+++ ENTRIES PROVIDED +++
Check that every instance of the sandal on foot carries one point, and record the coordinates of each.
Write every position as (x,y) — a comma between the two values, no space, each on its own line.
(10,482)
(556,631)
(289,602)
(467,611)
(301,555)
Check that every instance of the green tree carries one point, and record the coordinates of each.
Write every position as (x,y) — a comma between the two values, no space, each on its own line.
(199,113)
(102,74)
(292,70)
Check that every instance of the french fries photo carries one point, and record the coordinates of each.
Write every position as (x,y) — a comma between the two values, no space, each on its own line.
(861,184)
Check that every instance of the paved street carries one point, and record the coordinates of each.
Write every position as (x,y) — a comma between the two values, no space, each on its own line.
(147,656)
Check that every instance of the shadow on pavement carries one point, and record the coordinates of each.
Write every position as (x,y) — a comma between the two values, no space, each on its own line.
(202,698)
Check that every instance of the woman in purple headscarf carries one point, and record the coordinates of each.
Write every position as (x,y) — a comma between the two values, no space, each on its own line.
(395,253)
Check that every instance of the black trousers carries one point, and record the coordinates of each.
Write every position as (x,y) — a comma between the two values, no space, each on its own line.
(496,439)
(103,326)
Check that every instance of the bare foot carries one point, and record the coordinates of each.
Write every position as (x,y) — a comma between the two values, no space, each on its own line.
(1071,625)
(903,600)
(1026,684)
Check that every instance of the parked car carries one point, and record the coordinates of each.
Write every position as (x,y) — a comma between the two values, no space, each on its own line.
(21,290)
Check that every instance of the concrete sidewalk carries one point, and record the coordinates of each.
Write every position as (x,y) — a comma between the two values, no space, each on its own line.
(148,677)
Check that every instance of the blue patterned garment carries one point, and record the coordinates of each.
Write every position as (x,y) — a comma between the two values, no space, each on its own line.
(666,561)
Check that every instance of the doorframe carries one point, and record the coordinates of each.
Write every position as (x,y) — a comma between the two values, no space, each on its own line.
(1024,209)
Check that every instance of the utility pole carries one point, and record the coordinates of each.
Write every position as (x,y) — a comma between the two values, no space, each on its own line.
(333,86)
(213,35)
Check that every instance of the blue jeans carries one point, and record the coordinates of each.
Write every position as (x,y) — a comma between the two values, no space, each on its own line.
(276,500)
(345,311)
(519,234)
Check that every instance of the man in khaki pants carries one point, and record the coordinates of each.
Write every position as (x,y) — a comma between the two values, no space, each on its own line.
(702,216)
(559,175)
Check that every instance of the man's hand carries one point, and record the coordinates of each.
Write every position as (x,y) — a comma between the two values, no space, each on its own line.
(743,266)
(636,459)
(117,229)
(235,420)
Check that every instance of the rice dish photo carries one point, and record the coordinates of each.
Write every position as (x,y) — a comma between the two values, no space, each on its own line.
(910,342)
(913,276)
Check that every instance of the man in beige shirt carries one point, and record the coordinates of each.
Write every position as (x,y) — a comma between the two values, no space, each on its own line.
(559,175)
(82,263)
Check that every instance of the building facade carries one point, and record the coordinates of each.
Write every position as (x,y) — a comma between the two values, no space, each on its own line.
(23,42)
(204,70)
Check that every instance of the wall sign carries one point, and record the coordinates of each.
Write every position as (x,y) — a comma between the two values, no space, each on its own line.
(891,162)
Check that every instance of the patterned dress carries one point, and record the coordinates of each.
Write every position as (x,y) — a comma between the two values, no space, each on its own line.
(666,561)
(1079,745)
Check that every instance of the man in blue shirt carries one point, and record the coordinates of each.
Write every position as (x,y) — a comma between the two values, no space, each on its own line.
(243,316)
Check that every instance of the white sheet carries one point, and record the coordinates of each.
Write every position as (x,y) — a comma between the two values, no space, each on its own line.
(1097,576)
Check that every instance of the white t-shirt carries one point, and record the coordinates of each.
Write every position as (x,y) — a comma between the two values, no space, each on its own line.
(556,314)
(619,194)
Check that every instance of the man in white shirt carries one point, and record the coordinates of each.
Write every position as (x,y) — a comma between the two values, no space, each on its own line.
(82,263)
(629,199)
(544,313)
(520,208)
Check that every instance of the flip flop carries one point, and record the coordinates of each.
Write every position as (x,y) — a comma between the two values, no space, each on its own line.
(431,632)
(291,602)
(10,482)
+++
+++ ENTRIES PROVIDED +++
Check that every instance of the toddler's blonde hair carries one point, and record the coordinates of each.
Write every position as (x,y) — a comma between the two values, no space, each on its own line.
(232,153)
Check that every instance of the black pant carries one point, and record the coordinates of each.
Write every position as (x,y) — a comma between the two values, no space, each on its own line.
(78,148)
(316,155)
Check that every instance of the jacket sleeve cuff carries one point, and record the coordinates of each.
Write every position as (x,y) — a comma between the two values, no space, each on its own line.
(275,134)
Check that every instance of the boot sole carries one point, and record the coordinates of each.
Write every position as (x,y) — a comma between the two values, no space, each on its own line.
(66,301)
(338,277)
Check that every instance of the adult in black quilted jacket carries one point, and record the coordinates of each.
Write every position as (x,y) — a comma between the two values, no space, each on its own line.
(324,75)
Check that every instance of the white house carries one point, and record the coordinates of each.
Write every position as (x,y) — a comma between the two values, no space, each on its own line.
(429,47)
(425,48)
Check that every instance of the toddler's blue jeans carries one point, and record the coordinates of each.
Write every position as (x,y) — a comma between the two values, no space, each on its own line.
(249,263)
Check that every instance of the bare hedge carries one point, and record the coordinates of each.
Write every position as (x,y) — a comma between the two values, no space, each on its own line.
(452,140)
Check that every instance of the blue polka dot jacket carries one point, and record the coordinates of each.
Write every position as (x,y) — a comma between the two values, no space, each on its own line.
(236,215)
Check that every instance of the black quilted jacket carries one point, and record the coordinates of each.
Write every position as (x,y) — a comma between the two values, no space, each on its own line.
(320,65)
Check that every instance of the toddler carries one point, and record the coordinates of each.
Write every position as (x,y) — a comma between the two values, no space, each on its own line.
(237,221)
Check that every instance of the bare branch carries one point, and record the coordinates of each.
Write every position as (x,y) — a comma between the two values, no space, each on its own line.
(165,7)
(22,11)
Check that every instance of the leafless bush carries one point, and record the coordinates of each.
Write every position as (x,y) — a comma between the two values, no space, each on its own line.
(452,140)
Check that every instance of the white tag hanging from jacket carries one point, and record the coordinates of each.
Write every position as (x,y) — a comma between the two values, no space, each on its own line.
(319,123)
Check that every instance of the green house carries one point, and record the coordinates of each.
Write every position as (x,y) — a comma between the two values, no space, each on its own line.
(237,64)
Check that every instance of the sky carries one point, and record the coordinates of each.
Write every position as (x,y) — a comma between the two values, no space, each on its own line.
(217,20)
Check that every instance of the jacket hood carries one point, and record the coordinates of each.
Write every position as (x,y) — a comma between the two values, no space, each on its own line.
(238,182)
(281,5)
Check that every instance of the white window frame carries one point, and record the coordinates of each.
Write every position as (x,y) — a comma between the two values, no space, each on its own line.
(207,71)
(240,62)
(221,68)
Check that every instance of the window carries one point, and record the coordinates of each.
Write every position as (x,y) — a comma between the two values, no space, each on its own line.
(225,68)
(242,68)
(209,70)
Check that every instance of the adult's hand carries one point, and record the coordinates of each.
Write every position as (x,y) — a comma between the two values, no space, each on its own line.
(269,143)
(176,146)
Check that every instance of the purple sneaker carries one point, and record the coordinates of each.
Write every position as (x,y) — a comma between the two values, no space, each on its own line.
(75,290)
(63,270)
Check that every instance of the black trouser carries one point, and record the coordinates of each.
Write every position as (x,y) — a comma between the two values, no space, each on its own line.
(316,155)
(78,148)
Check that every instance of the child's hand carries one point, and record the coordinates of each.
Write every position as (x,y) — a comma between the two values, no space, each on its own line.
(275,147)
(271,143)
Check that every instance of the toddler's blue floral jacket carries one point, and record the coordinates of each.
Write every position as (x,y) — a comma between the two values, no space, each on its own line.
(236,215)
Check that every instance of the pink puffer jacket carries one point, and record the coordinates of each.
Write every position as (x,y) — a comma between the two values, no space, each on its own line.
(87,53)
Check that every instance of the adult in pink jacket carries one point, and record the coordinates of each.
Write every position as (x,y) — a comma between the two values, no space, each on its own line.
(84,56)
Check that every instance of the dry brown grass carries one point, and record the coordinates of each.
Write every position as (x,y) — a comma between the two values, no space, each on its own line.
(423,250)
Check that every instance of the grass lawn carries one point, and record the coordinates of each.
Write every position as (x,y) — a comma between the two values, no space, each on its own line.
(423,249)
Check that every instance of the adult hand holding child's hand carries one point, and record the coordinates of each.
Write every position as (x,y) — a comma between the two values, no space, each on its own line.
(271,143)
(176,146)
+++
+++ ENTRIES PROVIDED +++
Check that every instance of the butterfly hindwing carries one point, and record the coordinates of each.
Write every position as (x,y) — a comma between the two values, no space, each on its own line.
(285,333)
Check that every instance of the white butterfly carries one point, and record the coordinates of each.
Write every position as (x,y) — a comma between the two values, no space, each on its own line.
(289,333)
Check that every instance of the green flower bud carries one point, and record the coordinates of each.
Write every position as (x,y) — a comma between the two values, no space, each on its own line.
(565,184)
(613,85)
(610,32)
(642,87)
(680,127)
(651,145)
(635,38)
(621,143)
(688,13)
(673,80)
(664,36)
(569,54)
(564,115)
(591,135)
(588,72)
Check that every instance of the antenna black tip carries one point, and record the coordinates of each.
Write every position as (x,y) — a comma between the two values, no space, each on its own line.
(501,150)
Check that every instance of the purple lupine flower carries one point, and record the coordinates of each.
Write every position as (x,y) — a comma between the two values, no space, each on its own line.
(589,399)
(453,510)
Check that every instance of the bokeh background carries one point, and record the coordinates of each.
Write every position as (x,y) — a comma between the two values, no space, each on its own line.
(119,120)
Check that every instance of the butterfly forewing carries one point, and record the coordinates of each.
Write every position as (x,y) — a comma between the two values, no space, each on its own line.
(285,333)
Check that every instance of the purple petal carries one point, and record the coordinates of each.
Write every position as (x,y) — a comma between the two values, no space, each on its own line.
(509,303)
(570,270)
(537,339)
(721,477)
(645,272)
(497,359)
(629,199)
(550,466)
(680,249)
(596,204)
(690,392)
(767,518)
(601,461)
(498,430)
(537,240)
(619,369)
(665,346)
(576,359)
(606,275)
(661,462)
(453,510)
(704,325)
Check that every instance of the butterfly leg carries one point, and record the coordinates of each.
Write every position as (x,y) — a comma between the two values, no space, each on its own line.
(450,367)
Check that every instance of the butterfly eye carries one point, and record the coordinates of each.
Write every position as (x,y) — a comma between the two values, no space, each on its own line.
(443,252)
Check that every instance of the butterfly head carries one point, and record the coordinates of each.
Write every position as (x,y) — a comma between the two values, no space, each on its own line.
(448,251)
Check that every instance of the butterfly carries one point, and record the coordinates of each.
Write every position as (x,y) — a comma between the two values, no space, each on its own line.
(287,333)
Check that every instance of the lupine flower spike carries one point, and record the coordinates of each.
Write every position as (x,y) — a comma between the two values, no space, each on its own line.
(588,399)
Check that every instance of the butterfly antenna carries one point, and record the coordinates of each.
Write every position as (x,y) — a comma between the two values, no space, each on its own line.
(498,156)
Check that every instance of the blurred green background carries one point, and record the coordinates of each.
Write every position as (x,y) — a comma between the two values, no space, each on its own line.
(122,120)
+++
Please pull out every line of the records above that contains the word "bare" and copy each of those lines in full.

Check that every instance of the bare foot carries one point, and record the coordinates of each.
Check that every instance of the bare hedge carries one point, and record the coordinates of each.
Check that every instance of the bare branch carries one point, and record the coordinates of each.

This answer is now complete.